Records from a data collection
begin
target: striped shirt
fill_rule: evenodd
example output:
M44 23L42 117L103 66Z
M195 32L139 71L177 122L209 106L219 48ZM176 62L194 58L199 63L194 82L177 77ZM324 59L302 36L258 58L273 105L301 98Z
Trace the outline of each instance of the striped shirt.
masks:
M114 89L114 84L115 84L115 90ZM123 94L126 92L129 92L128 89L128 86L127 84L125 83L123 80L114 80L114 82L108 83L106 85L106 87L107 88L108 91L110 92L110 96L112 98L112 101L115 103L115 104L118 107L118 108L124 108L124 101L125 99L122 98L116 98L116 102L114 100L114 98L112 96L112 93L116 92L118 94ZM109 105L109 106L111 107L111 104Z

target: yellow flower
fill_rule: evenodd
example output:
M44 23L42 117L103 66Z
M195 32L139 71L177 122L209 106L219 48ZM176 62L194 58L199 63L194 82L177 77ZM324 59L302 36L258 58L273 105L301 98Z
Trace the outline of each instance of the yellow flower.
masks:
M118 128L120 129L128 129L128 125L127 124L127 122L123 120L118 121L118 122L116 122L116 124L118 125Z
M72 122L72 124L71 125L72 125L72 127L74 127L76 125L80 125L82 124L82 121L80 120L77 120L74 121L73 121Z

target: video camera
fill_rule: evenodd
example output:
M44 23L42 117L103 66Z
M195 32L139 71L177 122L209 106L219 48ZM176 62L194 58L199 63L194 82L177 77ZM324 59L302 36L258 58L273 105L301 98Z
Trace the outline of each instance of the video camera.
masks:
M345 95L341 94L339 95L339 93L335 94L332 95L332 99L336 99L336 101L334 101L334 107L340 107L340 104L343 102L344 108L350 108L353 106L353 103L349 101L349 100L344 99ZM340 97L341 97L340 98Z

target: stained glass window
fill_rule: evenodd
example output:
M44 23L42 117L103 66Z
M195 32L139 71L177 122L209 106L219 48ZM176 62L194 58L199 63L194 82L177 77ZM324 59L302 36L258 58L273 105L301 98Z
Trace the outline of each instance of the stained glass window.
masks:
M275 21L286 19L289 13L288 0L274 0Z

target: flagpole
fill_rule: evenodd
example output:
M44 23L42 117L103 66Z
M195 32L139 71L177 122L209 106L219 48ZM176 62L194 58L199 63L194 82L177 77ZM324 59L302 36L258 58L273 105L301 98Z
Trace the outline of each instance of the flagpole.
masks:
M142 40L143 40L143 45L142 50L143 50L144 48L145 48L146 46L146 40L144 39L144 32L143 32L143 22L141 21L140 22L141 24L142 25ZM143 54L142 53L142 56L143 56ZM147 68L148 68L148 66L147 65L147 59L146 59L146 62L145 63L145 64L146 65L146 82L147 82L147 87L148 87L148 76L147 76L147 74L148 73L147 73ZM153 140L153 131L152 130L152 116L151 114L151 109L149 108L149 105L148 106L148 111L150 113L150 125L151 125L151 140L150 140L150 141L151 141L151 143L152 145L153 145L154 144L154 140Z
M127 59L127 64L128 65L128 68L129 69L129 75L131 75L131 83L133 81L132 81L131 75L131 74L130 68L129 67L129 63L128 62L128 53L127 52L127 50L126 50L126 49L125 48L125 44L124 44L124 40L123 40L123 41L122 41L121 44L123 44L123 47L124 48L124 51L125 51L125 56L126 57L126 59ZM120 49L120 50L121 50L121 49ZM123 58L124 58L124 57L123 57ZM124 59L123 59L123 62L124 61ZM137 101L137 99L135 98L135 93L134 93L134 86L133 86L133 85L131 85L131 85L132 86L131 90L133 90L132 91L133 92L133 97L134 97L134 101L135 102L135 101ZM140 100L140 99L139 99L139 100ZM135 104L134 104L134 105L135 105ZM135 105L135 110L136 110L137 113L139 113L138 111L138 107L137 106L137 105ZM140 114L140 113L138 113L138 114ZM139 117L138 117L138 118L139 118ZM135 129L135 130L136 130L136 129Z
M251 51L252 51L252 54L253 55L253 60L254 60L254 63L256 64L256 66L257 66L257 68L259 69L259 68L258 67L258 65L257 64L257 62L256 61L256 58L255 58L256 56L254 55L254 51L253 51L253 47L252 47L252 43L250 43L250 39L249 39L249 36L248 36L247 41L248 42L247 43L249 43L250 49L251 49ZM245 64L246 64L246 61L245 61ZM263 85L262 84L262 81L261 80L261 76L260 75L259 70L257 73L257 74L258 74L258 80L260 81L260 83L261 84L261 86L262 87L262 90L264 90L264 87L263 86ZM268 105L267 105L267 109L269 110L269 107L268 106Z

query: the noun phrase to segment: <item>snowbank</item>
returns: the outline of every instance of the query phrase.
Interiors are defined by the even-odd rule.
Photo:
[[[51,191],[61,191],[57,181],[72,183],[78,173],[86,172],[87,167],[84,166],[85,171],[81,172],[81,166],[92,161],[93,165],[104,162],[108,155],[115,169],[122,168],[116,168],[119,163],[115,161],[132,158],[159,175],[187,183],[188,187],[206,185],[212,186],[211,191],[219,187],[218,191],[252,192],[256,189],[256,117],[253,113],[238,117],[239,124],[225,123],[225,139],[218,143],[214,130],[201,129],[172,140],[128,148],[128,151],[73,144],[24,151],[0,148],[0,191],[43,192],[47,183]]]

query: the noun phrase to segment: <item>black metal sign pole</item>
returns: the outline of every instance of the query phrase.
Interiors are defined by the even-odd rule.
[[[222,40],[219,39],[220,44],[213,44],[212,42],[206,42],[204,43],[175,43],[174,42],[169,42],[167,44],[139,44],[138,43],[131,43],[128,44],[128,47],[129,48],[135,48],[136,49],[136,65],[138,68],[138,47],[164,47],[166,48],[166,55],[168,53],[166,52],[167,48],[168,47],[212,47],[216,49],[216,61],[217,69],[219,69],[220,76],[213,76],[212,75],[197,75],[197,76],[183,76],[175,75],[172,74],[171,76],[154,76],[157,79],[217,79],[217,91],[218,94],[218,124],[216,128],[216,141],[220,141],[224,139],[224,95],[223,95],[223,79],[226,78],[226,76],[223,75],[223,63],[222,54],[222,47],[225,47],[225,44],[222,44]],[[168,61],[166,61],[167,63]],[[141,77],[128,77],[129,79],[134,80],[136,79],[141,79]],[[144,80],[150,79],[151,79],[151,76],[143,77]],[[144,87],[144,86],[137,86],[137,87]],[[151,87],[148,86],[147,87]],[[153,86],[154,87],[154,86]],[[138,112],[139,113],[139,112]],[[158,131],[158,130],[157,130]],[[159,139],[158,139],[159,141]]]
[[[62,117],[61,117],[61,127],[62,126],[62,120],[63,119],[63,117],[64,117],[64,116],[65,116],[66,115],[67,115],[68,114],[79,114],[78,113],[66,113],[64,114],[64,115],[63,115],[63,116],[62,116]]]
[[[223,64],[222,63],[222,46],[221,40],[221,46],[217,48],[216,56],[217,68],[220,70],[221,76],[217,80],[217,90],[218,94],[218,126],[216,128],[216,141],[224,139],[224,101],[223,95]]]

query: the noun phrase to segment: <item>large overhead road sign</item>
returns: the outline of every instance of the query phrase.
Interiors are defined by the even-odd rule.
end
begin
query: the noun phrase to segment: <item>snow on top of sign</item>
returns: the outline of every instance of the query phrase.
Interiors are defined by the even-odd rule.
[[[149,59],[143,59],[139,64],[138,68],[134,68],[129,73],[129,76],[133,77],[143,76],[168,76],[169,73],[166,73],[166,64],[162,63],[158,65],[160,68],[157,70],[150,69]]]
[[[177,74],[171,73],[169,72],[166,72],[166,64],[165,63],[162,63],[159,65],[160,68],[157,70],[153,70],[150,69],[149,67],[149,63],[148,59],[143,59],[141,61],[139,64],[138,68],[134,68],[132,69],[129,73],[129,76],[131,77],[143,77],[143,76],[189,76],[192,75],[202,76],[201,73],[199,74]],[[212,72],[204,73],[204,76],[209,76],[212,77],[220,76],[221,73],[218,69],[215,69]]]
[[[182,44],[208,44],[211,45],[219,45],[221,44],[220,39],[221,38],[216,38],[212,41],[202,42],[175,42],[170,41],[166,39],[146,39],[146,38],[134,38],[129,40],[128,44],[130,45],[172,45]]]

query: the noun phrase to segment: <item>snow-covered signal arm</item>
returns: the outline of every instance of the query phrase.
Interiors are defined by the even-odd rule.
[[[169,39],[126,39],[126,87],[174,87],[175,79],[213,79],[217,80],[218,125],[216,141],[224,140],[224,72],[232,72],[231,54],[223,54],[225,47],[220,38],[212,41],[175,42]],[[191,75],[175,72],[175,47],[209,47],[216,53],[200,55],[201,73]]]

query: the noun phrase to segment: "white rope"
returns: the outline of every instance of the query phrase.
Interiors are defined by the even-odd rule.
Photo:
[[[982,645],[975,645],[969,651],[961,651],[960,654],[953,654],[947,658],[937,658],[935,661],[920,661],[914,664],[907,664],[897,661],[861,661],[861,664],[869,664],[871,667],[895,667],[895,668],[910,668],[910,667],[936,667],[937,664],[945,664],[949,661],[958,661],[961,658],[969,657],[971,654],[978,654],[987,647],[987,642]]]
end
begin
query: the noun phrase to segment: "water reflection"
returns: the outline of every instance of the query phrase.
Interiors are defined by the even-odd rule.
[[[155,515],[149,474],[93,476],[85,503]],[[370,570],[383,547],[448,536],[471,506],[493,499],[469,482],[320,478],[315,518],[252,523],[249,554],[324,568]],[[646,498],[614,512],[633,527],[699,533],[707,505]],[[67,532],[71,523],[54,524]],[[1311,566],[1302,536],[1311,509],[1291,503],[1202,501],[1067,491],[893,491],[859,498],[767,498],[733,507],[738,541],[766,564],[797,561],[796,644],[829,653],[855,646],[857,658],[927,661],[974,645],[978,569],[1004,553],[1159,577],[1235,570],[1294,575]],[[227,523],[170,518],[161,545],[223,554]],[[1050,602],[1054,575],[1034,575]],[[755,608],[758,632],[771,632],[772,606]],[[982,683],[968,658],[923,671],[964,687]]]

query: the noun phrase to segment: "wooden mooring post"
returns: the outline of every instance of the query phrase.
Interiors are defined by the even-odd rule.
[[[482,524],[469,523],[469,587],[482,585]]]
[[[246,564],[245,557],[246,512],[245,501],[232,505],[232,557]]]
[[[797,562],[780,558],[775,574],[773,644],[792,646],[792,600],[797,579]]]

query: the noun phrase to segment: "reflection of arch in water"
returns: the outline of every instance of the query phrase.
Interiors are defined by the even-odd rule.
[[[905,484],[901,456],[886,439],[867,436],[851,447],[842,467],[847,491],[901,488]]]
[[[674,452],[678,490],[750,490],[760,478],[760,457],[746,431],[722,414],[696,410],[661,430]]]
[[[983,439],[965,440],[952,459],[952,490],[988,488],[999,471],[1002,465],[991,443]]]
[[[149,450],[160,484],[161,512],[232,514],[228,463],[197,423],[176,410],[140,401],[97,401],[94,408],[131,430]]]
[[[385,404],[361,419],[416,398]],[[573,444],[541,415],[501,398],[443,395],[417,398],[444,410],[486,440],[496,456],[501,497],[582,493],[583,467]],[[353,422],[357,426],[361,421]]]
end
WORK TO COMPLETE: Please render the records between the line holding "target: video camera" and the line holding "M275 21L286 19L289 13L288 0L274 0Z", inclusive, as a numbered list with blank lines left out.

ANSWER TO THIS TASK:
1. target: video camera
2. fill_rule: evenodd
3. example output:
4. M44 23L42 117L103 66Z
5. M195 32L139 71L177 122L209 106L219 48ZM176 62L194 58L199 63L194 82L177 77ZM324 59L302 36L258 58L273 105L301 98Z
6. Trace the outline of each instance of the video camera.
7. masks:
8. M345 95L341 94L339 95L339 93L335 94L332 95L332 99L336 99L336 101L334 101L334 107L340 107L340 104L343 102L344 108L350 108L353 106L353 103L349 101L349 100L344 99ZM340 97L341 97L340 98Z
9. target: stained glass window
10. fill_rule: evenodd
11. example output:
12. M44 23L42 117L103 66Z
13. M195 32L139 71L177 122L209 106L219 48ZM176 62L194 58L199 63L194 82L177 77ZM324 59L302 36L258 58L273 105L301 98Z
14. Trace the outline of each instance of the stained glass window.
15. masks:
16. M275 21L286 19L289 13L288 0L274 0Z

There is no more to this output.